__Directions for this task__. Images excepted, the data below must be repeated exactly.

Stored data
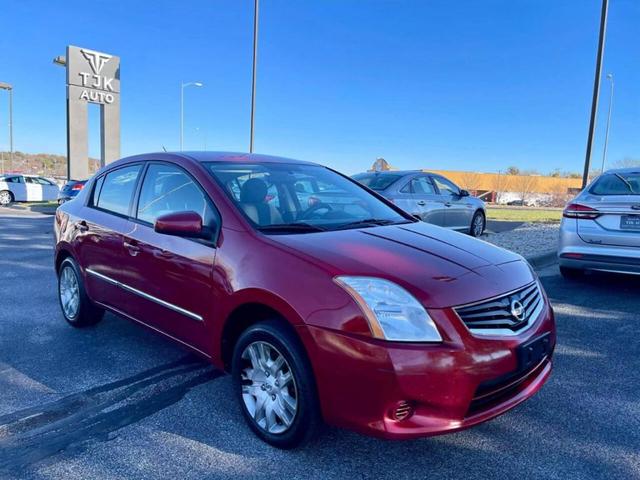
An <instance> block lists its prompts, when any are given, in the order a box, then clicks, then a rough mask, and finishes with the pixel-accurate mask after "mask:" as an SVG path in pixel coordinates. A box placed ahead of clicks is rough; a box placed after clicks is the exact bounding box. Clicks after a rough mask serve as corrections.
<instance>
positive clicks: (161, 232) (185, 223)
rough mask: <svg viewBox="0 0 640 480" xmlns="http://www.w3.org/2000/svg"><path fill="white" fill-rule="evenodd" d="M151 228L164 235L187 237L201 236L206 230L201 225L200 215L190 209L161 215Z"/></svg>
mask: <svg viewBox="0 0 640 480" xmlns="http://www.w3.org/2000/svg"><path fill="white" fill-rule="evenodd" d="M153 229H154V230H155V231H156V232H158V233H163V234H165V235H174V236H176V237H189V238H203V237H204V234H205V230H206V229H205V228H203V227H202V217H201V216H200V215H198V214H197V213H196V212H191V211H187V212H175V213H168V214H166V215H162V216H160V217H158V218H157V219H156V223H155V224H154V226H153Z"/></svg>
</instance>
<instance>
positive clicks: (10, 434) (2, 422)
mask: <svg viewBox="0 0 640 480" xmlns="http://www.w3.org/2000/svg"><path fill="white" fill-rule="evenodd" d="M541 275H542V279H543V283H544V285H545V287H546V289H547V292H548V294H549V296H550V298H551V300H552V303H553V304H554V306H555V309H556V315H557V323H558V347H557V350H556V356H555V370H554V373H553V375H552V378H551V380H550V381H549V383H548V384H547V385H546V386H545V387H544V388H543V389H542V391H541V392H540V393H539V394H538V395H536V396H535V397H534V398H532V399H531V400H529V401H528V402H526V403H525V404H523V405H521V406H519V407H518V408H516V409H515V410H512V411H511V412H509V413H507V414H505V415H503V416H501V417H499V418H498V419H496V420H493V421H491V422H488V423H485V424H483V425H481V426H478V427H476V428H473V429H471V430H468V431H465V432H460V433H457V434H453V435H448V436H441V437H434V438H430V439H422V440H416V441H408V442H388V441H381V440H375V439H371V438H366V437H362V436H359V435H357V434H354V433H351V432H347V431H342V430H338V429H327V431H326V432H325V434H324V435H323V436H322V437H321V438H320V439H319V440H318V441H316V442H315V443H314V444H312V445H310V446H309V447H307V448H305V449H303V450H296V451H286V452H285V451H279V450H276V449H273V448H271V447H269V446H267V445H265V444H263V443H261V442H260V441H259V440H257V438H256V437H254V436H253V435H252V434H251V433H250V431H249V430H248V428H246V427H245V425H244V423H243V420H242V418H241V415H240V412H239V409H238V408H237V406H236V404H235V402H234V400H233V398H232V396H231V389H230V379H229V378H228V377H227V376H224V375H221V374H220V373H219V372H217V371H215V370H213V369H212V368H211V367H209V366H207V365H206V364H204V363H202V362H201V361H199V360H198V359H197V358H195V357H194V356H192V355H190V354H189V353H187V352H186V351H185V350H183V349H182V348H180V347H178V346H176V345H174V344H172V343H170V342H169V341H167V340H165V339H164V338H163V337H160V336H159V335H157V334H152V333H150V332H149V331H147V330H144V329H143V328H142V327H140V326H137V325H134V324H132V323H129V322H127V321H125V320H123V319H120V318H118V317H116V316H114V315H110V314H109V315H106V316H105V319H104V321H103V322H101V323H100V324H99V325H97V326H95V327H92V328H89V329H84V330H76V329H73V328H71V327H69V326H68V325H67V324H66V323H65V322H64V320H63V319H62V316H61V314H60V313H59V309H58V304H57V299H56V293H55V292H56V279H55V275H54V272H53V268H52V217H50V216H49V217H47V216H32V217H31V216H21V217H13V218H11V217H6V216H4V217H3V216H2V215H1V214H0V286H1V288H0V478H2V479H14V478H15V479H18V478H20V479H23V478H32V479H54V478H56V479H57V478H60V479H69V480H71V479H87V478H108V479H111V478H114V479H115V478H129V479H138V478H139V479H143V478H144V479H150V478H178V479H192V478H193V479H203V478H232V477H238V476H242V477H247V478H257V477H272V478H282V477H286V478H288V479H293V478H323V479H325V478H405V477H406V478H447V479H452V478H463V479H466V480H470V479H476V478H477V479H486V478H492V479H498V478H505V479H507V478H508V479H513V478H544V479H556V478H557V479H569V478H580V479H584V478H607V479H612V478H621V479H622V478H624V479H629V478H640V341H639V340H638V338H639V337H638V330H639V329H640V315H639V313H638V312H640V295H638V294H639V293H640V278H639V277H624V276H613V275H604V274H602V275H600V274H598V275H590V276H588V277H586V278H585V279H584V280H581V281H578V282H567V281H565V280H563V279H562V278H561V277H560V276H559V274H558V272H557V267H556V266H551V267H548V268H546V269H545V270H543V271H542V272H541Z"/></svg>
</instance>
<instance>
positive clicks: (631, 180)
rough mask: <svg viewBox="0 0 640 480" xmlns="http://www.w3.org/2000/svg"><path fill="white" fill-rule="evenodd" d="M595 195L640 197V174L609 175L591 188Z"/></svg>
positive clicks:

__Answer box__.
An <instance> block lists its prompts, when any are given, in the order a box, then clicks, then a rough mask, and finishes with the pixel-accurate mask after "mask:" as an SVG path in pixel coordinates. A box placed ahead of clicks is rough; a box placed after clicks is the exact bounding box. Clicks after a rough mask serve as corrections.
<instance>
positive clicks: (161, 232) (185, 223)
rough mask: <svg viewBox="0 0 640 480" xmlns="http://www.w3.org/2000/svg"><path fill="white" fill-rule="evenodd" d="M151 228L164 235L187 237L201 236L206 230L201 225L200 215L190 209L161 215Z"/></svg>
mask: <svg viewBox="0 0 640 480" xmlns="http://www.w3.org/2000/svg"><path fill="white" fill-rule="evenodd" d="M153 229H154V230H155V231H156V232H158V233H163V234H165V235H174V236H176V237H189V238H203V237H204V234H205V230H206V229H205V228H203V227H202V217H201V216H200V215H198V214H197V213H196V212H191V211H187V212H175V213H168V214H166V215H162V216H160V217H158V218H157V219H156V223H155V224H154V226H153Z"/></svg>
</instance>
<instance>
positive clicks: (10, 434) (2, 422)
mask: <svg viewBox="0 0 640 480" xmlns="http://www.w3.org/2000/svg"><path fill="white" fill-rule="evenodd" d="M541 275H542V279H543V283H544V285H545V287H546V289H547V292H548V294H549V296H550V298H551V300H552V303H553V304H554V306H555V309H556V315H557V323H558V347H557V350H556V356H555V370H554V373H553V375H552V378H551V380H550V381H549V383H548V384H547V385H546V386H545V387H544V388H543V389H542V391H541V392H540V393H539V394H538V395H536V396H535V397H534V398H532V399H531V400H529V401H528V402H526V403H525V404H523V405H521V406H519V407H518V408H516V409H515V410H512V411H511V412H509V413H507V414H505V415H503V416H501V417H499V418H498V419H496V420H493V421H491V422H488V423H485V424H483V425H481V426H478V427H476V428H473V429H471V430H468V431H465V432H460V433H457V434H453V435H448V436H441V437H434V438H430V439H422V440H416V441H408V442H388V441H381V440H375V439H371V438H366V437H362V436H359V435H357V434H354V433H351V432H347V431H342V430H338V429H327V431H326V432H325V434H324V435H323V436H322V437H321V438H320V439H319V440H318V441H316V442H315V443H314V444H312V445H310V446H309V447H307V448H305V449H303V450H296V451H286V452H285V451H279V450H276V449H273V448H271V447H269V446H267V445H265V444H263V443H261V442H260V441H259V440H257V438H256V437H254V436H253V435H252V434H251V433H250V431H249V430H248V428H246V427H245V425H244V423H243V420H242V418H241V415H240V412H239V409H238V408H237V406H236V404H235V402H234V400H233V398H232V396H231V389H230V379H229V378H228V377H227V376H224V375H221V374H220V373H219V372H217V371H215V370H213V369H212V368H211V367H209V366H207V365H206V364H204V363H202V362H201V361H199V360H198V359H197V358H195V357H194V356H192V355H190V354H189V353H187V352H186V351H185V350H183V349H182V348H180V347H178V346H176V345H174V344H172V343H170V342H169V341H167V340H165V339H164V338H163V337H160V336H159V335H157V334H152V333H150V332H149V331H147V330H144V329H143V328H142V327H140V326H137V325H134V324H132V323H129V322H127V321H125V320H123V319H120V318H118V317H116V316H114V315H110V314H109V315H106V316H105V319H104V321H103V322H101V323H100V324H99V325H97V326H95V327H92V328H89V329H84V330H76V329H73V328H71V327H69V326H68V325H67V324H66V323H65V322H64V320H63V319H62V316H61V314H60V313H59V309H58V304H57V299H56V293H55V292H56V279H55V275H54V272H53V268H52V217H50V216H49V217H47V216H32V217H31V216H21V217H13V218H11V217H6V216H4V217H3V216H2V215H1V214H0V286H1V288H0V478H2V479H14V478H15V479H18V478H20V479H23V478H32V479H54V478H56V479H57V478H60V479H69V480H71V479H87V478H108V479H111V478H114V479H115V478H129V479H138V478H139V479H143V478H144V479H150V478H178V479H192V478H193V479H203V478H232V477H238V476H242V477H247V478H257V477H272V478H282V477H286V478H288V479H293V478H323V479H325V478H405V477H406V478H447V479H452V478H463V479H466V480H470V479H476V478H477V479H486V478H492V479H498V478H505V479H507V478H508V479H513V478H544V479H556V478H557V479H569V478H580V479H584V478H607V479H612V478H621V479H622V478H624V479H629V478H640V341H639V340H638V338H639V337H638V330H639V329H640V315H639V313H638V312H640V295H638V294H639V293H640V278H639V277H624V276H613V275H604V274H602V275H600V274H598V275H590V276H588V277H586V278H585V279H584V280H581V281H578V282H567V281H565V280H563V279H562V278H561V277H560V276H559V274H558V272H557V267H556V266H551V267H548V268H546V269H545V270H543V271H542V272H541Z"/></svg>
</instance>
<instance>
positive clicks: (631, 180)
rough mask: <svg viewBox="0 0 640 480" xmlns="http://www.w3.org/2000/svg"><path fill="white" fill-rule="evenodd" d="M595 195L640 197V174L609 175L591 188Z"/></svg>
positive clicks:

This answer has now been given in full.